(Excerpts of labeled area data)
◆ ◆ ◆ ◆ ◆
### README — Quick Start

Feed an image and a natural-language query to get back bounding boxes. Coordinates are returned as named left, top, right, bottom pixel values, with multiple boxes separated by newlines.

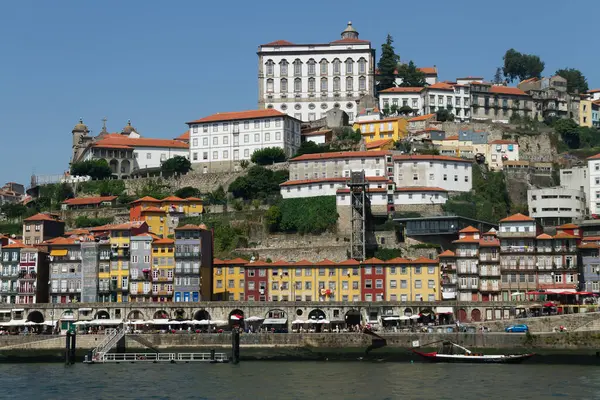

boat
left=411, top=341, right=535, bottom=364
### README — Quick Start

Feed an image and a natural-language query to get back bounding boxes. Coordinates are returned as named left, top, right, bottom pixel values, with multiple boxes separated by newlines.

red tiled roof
left=63, top=196, right=117, bottom=206
left=394, top=154, right=472, bottom=164
left=490, top=85, right=527, bottom=96
left=186, top=108, right=286, bottom=124
left=279, top=176, right=389, bottom=186
left=408, top=114, right=435, bottom=122
left=438, top=250, right=456, bottom=257
left=24, top=213, right=62, bottom=222
left=490, top=139, right=518, bottom=144
left=379, top=87, right=425, bottom=93
left=500, top=213, right=534, bottom=222
left=366, top=139, right=394, bottom=149
left=290, top=150, right=390, bottom=161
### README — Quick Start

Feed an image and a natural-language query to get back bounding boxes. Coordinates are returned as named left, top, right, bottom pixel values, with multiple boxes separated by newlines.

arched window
left=333, top=58, right=342, bottom=75
left=266, top=60, right=275, bottom=76
left=358, top=58, right=367, bottom=74
left=358, top=76, right=367, bottom=90
left=279, top=60, right=288, bottom=76
left=321, top=78, right=327, bottom=92
left=333, top=76, right=341, bottom=92
left=294, top=58, right=302, bottom=76
left=346, top=76, right=354, bottom=92
left=320, top=59, right=329, bottom=75
left=346, top=58, right=354, bottom=74
left=306, top=58, right=317, bottom=75
left=308, top=78, right=315, bottom=93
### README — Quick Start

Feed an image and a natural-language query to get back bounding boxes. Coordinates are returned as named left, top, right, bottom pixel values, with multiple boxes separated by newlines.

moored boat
left=411, top=341, right=535, bottom=364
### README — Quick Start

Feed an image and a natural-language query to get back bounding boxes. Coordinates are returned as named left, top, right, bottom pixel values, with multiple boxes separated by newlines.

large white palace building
left=257, top=22, right=376, bottom=121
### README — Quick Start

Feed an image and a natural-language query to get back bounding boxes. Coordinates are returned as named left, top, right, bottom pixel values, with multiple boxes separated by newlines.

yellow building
left=141, top=207, right=169, bottom=237
left=385, top=257, right=441, bottom=302
left=213, top=258, right=248, bottom=301
left=579, top=100, right=593, bottom=128
left=352, top=117, right=408, bottom=145
left=152, top=239, right=175, bottom=302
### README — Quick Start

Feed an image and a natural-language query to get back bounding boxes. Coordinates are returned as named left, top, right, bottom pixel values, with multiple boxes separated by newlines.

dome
left=121, top=120, right=136, bottom=135
left=73, top=118, right=89, bottom=132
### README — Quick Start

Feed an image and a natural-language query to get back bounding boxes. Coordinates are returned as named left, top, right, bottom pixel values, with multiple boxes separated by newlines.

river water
left=0, top=361, right=600, bottom=400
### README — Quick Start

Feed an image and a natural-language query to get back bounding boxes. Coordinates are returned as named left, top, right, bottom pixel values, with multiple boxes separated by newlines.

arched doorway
left=344, top=310, right=362, bottom=326
left=27, top=311, right=44, bottom=324
left=228, top=309, right=244, bottom=328
left=153, top=310, right=170, bottom=319
left=194, top=310, right=210, bottom=321
left=175, top=308, right=185, bottom=321
left=127, top=310, right=145, bottom=321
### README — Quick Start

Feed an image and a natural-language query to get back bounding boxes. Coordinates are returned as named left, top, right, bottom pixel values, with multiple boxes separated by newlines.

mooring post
left=231, top=328, right=240, bottom=364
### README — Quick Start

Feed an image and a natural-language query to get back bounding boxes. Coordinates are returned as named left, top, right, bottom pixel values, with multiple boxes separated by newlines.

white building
left=527, top=186, right=586, bottom=226
left=257, top=22, right=376, bottom=121
left=394, top=155, right=472, bottom=192
left=187, top=109, right=300, bottom=172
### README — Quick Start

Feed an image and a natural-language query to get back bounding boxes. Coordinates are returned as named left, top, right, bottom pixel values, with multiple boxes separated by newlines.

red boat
left=411, top=341, right=535, bottom=364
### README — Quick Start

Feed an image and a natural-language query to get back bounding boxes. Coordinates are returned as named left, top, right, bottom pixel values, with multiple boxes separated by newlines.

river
left=0, top=361, right=600, bottom=400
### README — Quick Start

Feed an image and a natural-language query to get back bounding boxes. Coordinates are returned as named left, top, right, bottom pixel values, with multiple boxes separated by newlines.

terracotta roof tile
left=500, top=213, right=535, bottom=222
left=63, top=196, right=117, bottom=206
left=186, top=108, right=287, bottom=124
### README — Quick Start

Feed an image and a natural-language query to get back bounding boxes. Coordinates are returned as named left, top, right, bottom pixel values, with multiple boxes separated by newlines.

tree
left=250, top=147, right=287, bottom=165
left=160, top=156, right=192, bottom=176
left=556, top=68, right=589, bottom=93
left=492, top=67, right=504, bottom=85
left=553, top=118, right=580, bottom=149
left=435, top=108, right=454, bottom=122
left=71, top=159, right=112, bottom=179
left=502, top=49, right=545, bottom=82
left=175, top=186, right=200, bottom=199
left=398, top=61, right=425, bottom=87
left=377, top=34, right=400, bottom=91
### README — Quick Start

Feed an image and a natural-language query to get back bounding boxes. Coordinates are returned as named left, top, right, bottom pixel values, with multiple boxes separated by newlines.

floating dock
left=84, top=353, right=229, bottom=364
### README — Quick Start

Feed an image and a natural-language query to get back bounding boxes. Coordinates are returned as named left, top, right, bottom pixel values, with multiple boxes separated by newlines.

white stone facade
left=257, top=23, right=376, bottom=121
left=187, top=110, right=300, bottom=172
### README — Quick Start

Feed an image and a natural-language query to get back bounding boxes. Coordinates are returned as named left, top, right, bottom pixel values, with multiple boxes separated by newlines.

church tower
left=71, top=118, right=90, bottom=164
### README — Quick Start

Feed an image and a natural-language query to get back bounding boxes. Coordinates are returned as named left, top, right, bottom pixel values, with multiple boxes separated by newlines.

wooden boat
left=411, top=341, right=535, bottom=364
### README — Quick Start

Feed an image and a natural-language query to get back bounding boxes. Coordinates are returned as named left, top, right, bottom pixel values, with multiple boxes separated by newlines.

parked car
left=504, top=324, right=529, bottom=333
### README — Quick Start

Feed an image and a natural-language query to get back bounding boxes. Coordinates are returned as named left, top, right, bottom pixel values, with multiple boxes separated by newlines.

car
left=504, top=324, right=529, bottom=333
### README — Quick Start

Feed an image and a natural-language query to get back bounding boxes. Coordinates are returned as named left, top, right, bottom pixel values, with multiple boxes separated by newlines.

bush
left=71, top=160, right=112, bottom=179
left=278, top=196, right=338, bottom=234
left=250, top=147, right=287, bottom=165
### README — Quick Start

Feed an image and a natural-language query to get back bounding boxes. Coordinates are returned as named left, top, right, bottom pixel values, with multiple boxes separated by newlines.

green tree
left=398, top=61, right=425, bottom=87
left=71, top=159, right=112, bottom=179
left=553, top=118, right=580, bottom=149
left=556, top=68, right=589, bottom=93
left=502, top=49, right=545, bottom=82
left=377, top=34, right=400, bottom=91
left=250, top=147, right=287, bottom=165
left=175, top=186, right=200, bottom=199
left=160, top=156, right=192, bottom=176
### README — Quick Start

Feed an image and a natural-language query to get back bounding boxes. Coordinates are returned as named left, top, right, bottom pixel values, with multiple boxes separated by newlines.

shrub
left=250, top=147, right=287, bottom=165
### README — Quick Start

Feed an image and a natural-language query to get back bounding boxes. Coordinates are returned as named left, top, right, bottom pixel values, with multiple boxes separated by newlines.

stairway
left=92, top=324, right=125, bottom=360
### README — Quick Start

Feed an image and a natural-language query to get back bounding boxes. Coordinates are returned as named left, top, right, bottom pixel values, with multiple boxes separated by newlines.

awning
left=263, top=318, right=287, bottom=325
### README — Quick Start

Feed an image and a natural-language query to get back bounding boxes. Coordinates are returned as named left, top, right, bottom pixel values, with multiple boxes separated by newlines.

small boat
left=411, top=341, right=535, bottom=364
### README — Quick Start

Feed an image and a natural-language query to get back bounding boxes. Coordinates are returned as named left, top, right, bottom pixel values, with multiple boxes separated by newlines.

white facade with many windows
left=187, top=109, right=300, bottom=172
left=257, top=22, right=376, bottom=121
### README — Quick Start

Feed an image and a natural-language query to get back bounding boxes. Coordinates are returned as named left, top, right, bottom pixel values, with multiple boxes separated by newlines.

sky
left=0, top=0, right=600, bottom=186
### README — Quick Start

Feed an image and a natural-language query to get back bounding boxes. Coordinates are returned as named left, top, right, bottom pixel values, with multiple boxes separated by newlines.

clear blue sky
left=0, top=0, right=600, bottom=185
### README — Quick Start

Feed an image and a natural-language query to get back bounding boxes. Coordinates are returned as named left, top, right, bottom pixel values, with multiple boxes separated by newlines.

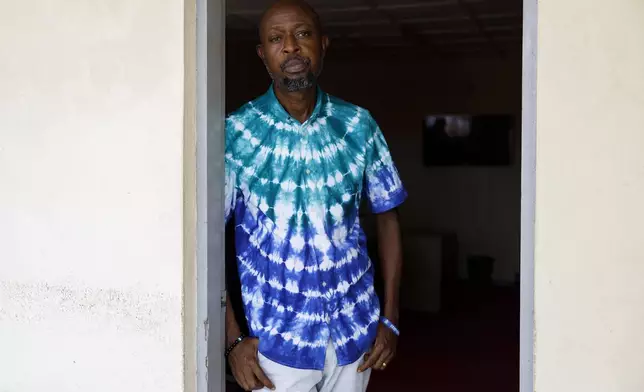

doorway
left=210, top=0, right=536, bottom=392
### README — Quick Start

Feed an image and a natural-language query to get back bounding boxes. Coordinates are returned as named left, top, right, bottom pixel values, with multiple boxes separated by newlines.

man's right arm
left=226, top=294, right=241, bottom=347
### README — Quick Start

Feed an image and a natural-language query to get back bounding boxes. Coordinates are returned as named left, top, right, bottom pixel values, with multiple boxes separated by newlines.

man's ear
left=322, top=35, right=331, bottom=56
left=255, top=44, right=266, bottom=64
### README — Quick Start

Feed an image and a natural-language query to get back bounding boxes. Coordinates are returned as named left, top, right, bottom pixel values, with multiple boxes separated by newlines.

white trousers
left=253, top=342, right=371, bottom=392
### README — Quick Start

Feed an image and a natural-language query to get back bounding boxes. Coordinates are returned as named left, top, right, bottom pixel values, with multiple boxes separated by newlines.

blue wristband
left=380, top=316, right=400, bottom=336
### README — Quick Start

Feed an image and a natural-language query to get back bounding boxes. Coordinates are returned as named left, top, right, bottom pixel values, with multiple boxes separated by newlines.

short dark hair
left=257, top=0, right=324, bottom=40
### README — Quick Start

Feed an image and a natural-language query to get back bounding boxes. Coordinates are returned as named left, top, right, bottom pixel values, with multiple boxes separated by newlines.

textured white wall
left=0, top=0, right=184, bottom=392
left=535, top=0, right=644, bottom=392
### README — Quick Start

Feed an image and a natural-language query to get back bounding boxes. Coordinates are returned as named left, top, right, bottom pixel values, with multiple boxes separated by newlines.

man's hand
left=358, top=323, right=398, bottom=373
left=228, top=338, right=275, bottom=391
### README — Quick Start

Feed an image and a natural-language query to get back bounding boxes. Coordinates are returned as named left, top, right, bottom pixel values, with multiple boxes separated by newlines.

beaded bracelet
left=224, top=334, right=246, bottom=359
left=380, top=316, right=400, bottom=336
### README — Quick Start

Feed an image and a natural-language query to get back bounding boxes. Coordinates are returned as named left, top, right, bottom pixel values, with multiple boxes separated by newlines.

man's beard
left=275, top=72, right=316, bottom=93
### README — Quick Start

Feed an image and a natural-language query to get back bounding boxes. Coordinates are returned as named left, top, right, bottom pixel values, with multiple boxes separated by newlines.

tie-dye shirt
left=225, top=87, right=407, bottom=369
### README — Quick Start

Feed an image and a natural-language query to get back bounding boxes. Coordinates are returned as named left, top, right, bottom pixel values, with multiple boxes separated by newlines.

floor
left=227, top=286, right=519, bottom=392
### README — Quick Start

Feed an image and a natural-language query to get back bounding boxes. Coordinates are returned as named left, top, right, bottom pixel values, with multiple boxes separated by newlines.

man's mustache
left=280, top=55, right=311, bottom=72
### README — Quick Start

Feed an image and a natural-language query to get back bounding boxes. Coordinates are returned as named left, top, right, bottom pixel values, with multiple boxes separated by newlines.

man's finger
left=373, top=350, right=391, bottom=370
left=358, top=345, right=382, bottom=373
left=252, top=362, right=275, bottom=390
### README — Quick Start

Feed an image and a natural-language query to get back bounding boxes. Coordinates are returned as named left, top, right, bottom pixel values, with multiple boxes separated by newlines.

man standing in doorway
left=225, top=0, right=407, bottom=392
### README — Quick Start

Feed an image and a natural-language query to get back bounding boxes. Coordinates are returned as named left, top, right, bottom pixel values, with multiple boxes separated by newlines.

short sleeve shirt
left=225, top=86, right=407, bottom=369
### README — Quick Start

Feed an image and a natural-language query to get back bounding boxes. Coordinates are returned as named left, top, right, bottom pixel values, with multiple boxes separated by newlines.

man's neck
left=275, top=87, right=317, bottom=123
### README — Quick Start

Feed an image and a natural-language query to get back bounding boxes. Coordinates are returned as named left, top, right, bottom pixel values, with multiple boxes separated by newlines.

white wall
left=0, top=0, right=184, bottom=392
left=535, top=0, right=644, bottom=392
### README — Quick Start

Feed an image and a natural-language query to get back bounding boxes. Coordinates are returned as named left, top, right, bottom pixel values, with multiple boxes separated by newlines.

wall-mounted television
left=423, top=114, right=516, bottom=166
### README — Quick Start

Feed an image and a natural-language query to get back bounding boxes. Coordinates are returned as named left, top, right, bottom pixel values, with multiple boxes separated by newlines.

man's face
left=257, top=2, right=328, bottom=92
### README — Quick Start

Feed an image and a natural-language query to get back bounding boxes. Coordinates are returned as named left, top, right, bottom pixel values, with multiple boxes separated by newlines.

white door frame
left=197, top=0, right=538, bottom=392
left=519, top=0, right=538, bottom=392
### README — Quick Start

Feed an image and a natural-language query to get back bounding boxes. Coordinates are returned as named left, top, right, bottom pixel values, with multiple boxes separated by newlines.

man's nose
left=282, top=34, right=300, bottom=54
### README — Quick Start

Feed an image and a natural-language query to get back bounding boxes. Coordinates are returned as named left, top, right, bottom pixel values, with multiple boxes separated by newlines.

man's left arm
left=376, top=209, right=402, bottom=325
left=358, top=115, right=407, bottom=372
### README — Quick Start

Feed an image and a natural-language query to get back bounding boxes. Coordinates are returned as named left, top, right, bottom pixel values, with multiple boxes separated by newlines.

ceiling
left=227, top=0, right=523, bottom=56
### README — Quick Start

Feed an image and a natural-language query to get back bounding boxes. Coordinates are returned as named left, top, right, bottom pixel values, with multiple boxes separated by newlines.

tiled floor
left=227, top=288, right=519, bottom=392
left=369, top=289, right=519, bottom=392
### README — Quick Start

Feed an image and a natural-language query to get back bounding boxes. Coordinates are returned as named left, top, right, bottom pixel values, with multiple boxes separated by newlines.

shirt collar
left=264, top=83, right=328, bottom=124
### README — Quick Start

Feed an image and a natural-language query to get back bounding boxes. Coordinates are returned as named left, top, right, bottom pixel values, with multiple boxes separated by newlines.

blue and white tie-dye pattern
left=225, top=87, right=407, bottom=370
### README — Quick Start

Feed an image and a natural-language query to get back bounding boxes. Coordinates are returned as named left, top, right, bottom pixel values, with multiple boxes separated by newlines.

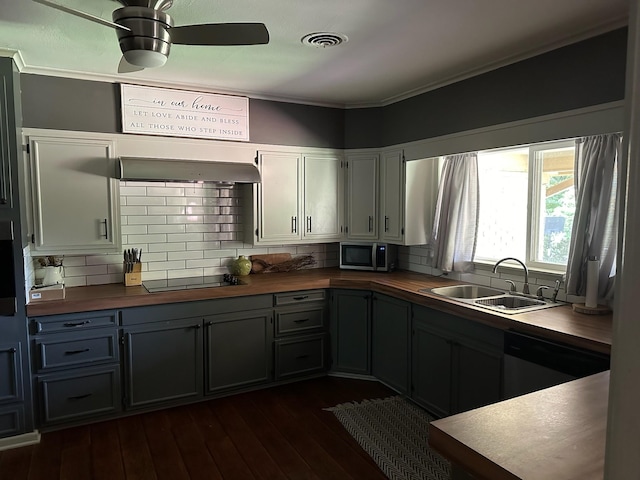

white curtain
left=431, top=153, right=480, bottom=272
left=567, top=133, right=622, bottom=298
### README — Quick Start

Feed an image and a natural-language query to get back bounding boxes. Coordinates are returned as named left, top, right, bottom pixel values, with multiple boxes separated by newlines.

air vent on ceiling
left=302, top=32, right=349, bottom=48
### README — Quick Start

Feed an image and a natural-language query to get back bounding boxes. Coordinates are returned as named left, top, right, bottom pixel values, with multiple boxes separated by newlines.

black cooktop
left=142, top=273, right=242, bottom=293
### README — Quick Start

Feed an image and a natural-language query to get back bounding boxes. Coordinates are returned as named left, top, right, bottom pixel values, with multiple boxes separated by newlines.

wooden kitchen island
◆ ◆ ◆ ◆ ◆
Gather every line above that contains the string "roof", paying attention to uppercase and lowercase letters.

**EXERCISE OUTPUT**
red tiled roof
terracotta roof tile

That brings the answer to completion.